▸ Work to be completed
Please rewrite the items with "water droplet" changed to "raindrop" and everything else left as it is. Omit the pictures from your answer.

[START]

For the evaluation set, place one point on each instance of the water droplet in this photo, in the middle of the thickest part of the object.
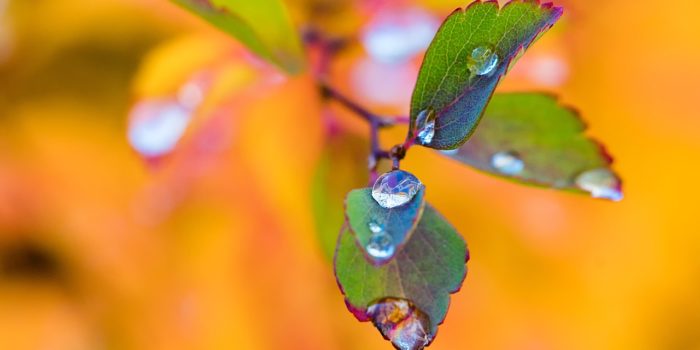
(395, 188)
(450, 152)
(425, 126)
(508, 163)
(482, 61)
(375, 227)
(401, 322)
(156, 126)
(380, 245)
(601, 183)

[END]

▸ Response to the exercise
For the evaluation set, place one point on each instance of the raindrop in this photo, in the middle of the thickest part of the object.
(395, 188)
(450, 152)
(425, 126)
(508, 163)
(482, 61)
(375, 227)
(401, 322)
(156, 126)
(380, 245)
(601, 183)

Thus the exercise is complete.